START Material for the task

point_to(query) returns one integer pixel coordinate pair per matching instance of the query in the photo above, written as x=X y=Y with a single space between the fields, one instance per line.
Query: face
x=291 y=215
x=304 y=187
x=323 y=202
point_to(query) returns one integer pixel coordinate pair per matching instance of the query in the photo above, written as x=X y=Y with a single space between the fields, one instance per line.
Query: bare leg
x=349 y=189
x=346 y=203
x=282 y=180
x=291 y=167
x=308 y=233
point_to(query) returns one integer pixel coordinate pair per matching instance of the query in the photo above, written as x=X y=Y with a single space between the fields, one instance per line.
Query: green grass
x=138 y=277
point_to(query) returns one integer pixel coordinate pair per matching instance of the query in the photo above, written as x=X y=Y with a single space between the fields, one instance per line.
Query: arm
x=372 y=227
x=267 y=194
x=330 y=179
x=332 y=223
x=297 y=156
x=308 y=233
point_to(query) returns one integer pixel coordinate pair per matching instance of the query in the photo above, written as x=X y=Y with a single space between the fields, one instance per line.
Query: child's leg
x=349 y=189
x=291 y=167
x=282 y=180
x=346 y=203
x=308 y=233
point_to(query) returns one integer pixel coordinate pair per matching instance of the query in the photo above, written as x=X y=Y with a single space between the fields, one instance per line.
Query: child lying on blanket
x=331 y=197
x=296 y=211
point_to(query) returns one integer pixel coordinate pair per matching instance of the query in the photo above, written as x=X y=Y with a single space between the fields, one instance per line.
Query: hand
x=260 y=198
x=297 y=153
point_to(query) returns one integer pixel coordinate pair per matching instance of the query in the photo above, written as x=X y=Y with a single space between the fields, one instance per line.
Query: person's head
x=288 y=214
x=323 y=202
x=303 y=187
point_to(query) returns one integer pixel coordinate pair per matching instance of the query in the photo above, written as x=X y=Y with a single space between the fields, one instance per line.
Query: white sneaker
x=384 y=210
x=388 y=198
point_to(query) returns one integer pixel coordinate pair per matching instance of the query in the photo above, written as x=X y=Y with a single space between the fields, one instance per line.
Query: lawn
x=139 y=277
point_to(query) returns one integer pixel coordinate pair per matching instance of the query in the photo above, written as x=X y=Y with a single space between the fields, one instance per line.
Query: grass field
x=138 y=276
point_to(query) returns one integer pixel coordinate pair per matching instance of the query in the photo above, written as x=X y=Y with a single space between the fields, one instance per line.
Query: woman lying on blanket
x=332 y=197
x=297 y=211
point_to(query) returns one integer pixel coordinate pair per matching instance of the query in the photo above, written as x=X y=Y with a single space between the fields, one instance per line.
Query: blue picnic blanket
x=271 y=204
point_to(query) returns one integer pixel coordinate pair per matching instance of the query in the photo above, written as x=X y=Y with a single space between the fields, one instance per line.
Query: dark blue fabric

END Material for the task

▶ **Goal of the exercise**: Reproduce every line of the material above exactly.

▶ **Answer for this exercise**:
point_to(query) returns one integer pixel coordinate pair per matching instance of the query in the photo above, written as x=X y=Y with a single space between the fields, one instance per line.
Query: face
x=291 y=215
x=304 y=187
x=323 y=202
point_to(query) returns one integer pixel coordinate pair per matching instance of the query in the photo above, written as x=X y=Y with a single space between the fields, one instance per line.
Query: bare leg
x=349 y=189
x=346 y=203
x=282 y=180
x=291 y=167
x=308 y=233
point_to(query) returns one integer pixel coordinate pair per matching instance of the query in the photo above, written as x=X y=Y with a single space between the fields, one instance per line.
Query: green grass
x=138 y=277
point_to(query) returns one integer pixel coordinate pair per matching instance of the query in the photo above, written as x=X y=Y with a single space between the fields, one instance per line.
Query: arm
x=372 y=227
x=267 y=194
x=330 y=179
x=332 y=223
x=297 y=156
x=308 y=233
point_to(query) returns one integer pixel coordinate pair per matching instance of the query in the photo above, written as x=X y=Y with a single space between the fields, one instance per line.
Query: child's leg
x=349 y=189
x=291 y=167
x=282 y=180
x=346 y=203
x=308 y=233
point_to(query) returns one integer pixel coordinate pair per matching instance of the query in the photo above, written as x=X y=Y with a single space between the fields, one instance per line.
Query: child lying on blanket
x=331 y=197
x=296 y=211
point_to(query) returns one integer pixel coordinate pair per matching instance of the query in the photo above, written as x=X y=Y with a single space between the fields, one instance per line.
Query: hand
x=260 y=198
x=297 y=153
point_to(query) returns one integer pixel coordinate pair per matching instance of the query in the photo above, written as x=X y=Y with a single space between the fields, one instance per line.
Query: person's head
x=288 y=214
x=323 y=202
x=303 y=187
point_to(query) returns one integer pixel coordinate pair per matching instance of the query in the photo above, written as x=X y=Y with a single space between the fields, one instance per line.
Query: white sneaker
x=384 y=210
x=388 y=198
point_to(query) returns one integer pixel coordinate pair per matching instance of the query in the photo above, written as x=X y=Y with a single space between the fields, one instance per line.
Query: lawn
x=139 y=277
point_to(query) returns one integer pixel coordinate pair per matching instance of the query in the photo above, written as x=X y=Y with a single space between the fields, one instance per line.
Query: grass field
x=138 y=276
point_to(query) returns one integer pixel coordinate pair per matching instance of the query in the photo above, written as x=X y=Y with a single space between the fields, one instance per line.
Query: woman lying on blanket
x=332 y=197
x=297 y=211
point_to(query) returns one integer pixel coordinate pair per matching instance of the query in the photo above, written as x=X y=Y with a single space between the fields, one instance per line.
Query: blue picnic blanket
x=271 y=204
point_to(query) returns one integer pixel coordinate pair per matching instance of the query in the photo above, written as x=X y=Y with a single space between the fields, one instance per line.
Query: dark blue fabric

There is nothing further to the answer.